◆ EXTRACT TO READ ◆
━━━━━━━━
# Lone-Divider Method – How to Fairly Divide a Pie

Saturday was the Pi Day of a lifetime – 3/14/15 9:26:53! Hopefully all of you were able to share some delicious pie with your friends and family. When slicing up your pie how can you make sure everyone received a fair share? It’s the Lone-Divider Method to the rescue!

The Lone-Divider Method for N players dividing a pie can be described by the following process:

Preliminaries – As the name suggests, one of the players is chosen to be the divider, D, while the other N-1 players act as choosers. It’s always better to be one of the choosers than to be the divider – the divider is guaranteed a piece worth exactly $\frac{1}{N}$ of the total value of the pie whereas the choosers have a chance to get a piece worth more than $\frac{1}{N}$ of the total value. Since we want this method to be fair to all players, everyone should have an equal chance of being the divider (which can be done randomly).

Step 1 (Division) – The divider, D, divides the pie into N pieces ( $s_{1}, s_{2}, \ldots, s_{N}$). The divider knows that he/she will receive one of these pieces, but at this point does not know which one. This is important because it forces D to divide the cake into N slices that to him/her have equal value.

Step 2 (Bidding) – Each of the N-1 choosers submits a bid that lists every piece he or she considers to be a fair share (i.e. worth $\frac{1}{N}$ or more of the total value of the pie). These bids are made secretly and independently of the other choosers.

Step 3 (Distribution) – The bid lists are opened. Depending on these lists, there are two different ways we may have to proceed.

Case 1 – If there is a way to assign a different slice of pie to each of the N-1 choosers, then that should be done. The divider (who equally prefers all of the pie slices)gets the last unassigned slice. At the end, the players may choose to swap pieces if they want.

Case 2 – There is a standoff! In this case, there are two choosers bidding for the same piece of pie (or K choosers bidding for fewer than K pieces). This case is complicated and we give a brief overview of how to proceed when a standoff occurs. First, we set aside any of the pieces of pie that were involved in the standoff. In addition, we temporarily separate any players involved in the standoff from the others. It is possible for multiple standoffs to occur and each standoff is handled individually. For ease of explanation, we assume only one standoff has occurred. Once the standoff players and pie slices are isolated, each of the remaining players (including the divisor) is assigned a fair share from the remaining pie pieces. All the remaining pie pieces (those involved in the standoff) are then recombined into a new “pie” S to be divided among the players involved in the standoff and the process starts all over again.
━━━━━━━━
◆ RECORDS PROVIDED ◆
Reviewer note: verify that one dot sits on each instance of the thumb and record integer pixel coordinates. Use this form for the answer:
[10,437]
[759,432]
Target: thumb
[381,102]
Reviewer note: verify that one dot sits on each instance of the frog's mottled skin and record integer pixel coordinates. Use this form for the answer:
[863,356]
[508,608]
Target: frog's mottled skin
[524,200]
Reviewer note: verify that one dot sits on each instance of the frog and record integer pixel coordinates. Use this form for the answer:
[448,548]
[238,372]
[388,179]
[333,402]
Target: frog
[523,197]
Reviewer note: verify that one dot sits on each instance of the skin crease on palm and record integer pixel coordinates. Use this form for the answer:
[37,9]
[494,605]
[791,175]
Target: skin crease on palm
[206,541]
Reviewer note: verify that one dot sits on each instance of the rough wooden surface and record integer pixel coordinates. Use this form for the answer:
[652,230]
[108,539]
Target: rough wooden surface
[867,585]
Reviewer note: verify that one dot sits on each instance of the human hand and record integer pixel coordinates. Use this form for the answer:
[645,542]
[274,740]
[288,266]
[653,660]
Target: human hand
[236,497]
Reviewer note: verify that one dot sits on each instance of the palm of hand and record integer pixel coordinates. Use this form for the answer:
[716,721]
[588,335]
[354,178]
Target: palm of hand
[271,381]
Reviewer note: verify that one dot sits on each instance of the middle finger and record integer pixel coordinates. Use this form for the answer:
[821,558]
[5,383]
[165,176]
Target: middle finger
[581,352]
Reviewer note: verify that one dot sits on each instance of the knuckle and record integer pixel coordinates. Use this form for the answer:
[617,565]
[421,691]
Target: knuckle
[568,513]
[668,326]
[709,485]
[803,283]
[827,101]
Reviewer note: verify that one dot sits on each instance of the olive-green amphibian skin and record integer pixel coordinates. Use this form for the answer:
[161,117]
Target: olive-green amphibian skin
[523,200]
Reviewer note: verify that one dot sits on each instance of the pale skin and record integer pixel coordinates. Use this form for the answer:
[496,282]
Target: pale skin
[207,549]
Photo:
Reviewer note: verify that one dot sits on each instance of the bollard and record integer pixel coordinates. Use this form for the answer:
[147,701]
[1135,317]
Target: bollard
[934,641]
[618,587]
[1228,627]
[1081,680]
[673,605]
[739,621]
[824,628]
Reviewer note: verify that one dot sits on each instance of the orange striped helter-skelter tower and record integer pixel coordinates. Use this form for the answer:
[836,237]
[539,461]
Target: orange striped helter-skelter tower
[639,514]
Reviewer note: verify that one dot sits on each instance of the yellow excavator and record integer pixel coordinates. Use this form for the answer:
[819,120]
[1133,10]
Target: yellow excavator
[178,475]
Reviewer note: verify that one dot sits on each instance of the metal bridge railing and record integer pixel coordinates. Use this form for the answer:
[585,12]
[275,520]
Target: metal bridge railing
━━━━━━━━
◆ WRITTEN REQUEST A ◆
According to the article on the Lone-Divider Method, what share of the pie's total value is the divider guaranteed to receive?
◆ WRITTEN REQUEST B ◆
Proceed with the article on the Lone-Divider Method, picking up after its last sentence.

◆ REPLY A ◆
A piece worth exactly 1/N of the total value of the pie.

◆ REPLY B ◆
We will consider two examples to illustrate the two cases that can occur in the distribution step. Four friends, Abby, Jenny, Ellie, and Maddie, want to share a pie for pi day. Abby is randomly chosen as the divider and cuts the pie into four pieces ( $s_1, s_2, s_3,$ and $s_4$). The following table shows how each of the friends values the four pieces.

 s1 s2 s3 s4 Abby 25% 25% 25% 25% Jenny 40% 20% 20% 20% Ellie 25% 20% 40% 15% Maddie 20% 20% 30% 30%

In this example, Jenny’s bid list is { $s_{1}$} only, Ellie’s bid list is { $s_{1}, s_{3}$}, and Maddie’s bid list is { $s_{3}, s_{4}$}. It is clear that Jenny must get $s_{1}$ – there is no other option. This forces the rest of the distribution. Piece $s_{3}$ must then go to Ellie and piece $s_{4}$ goes to Maddie. Finally, the remaining piece of pie, $s_{2}$ goes to the divider, Abby.

In our next example, we see what happens when a standoff occurs. Again our four friends, Abby, Jenny, Ellie, and Maddie, want to share a pie for pi day, with Abby being named the divider. Abby cuts the pie into four pieces ( $s_1, s_2, s_3,$ and $s_4$). The following table shows how each of the friends values the four pieces.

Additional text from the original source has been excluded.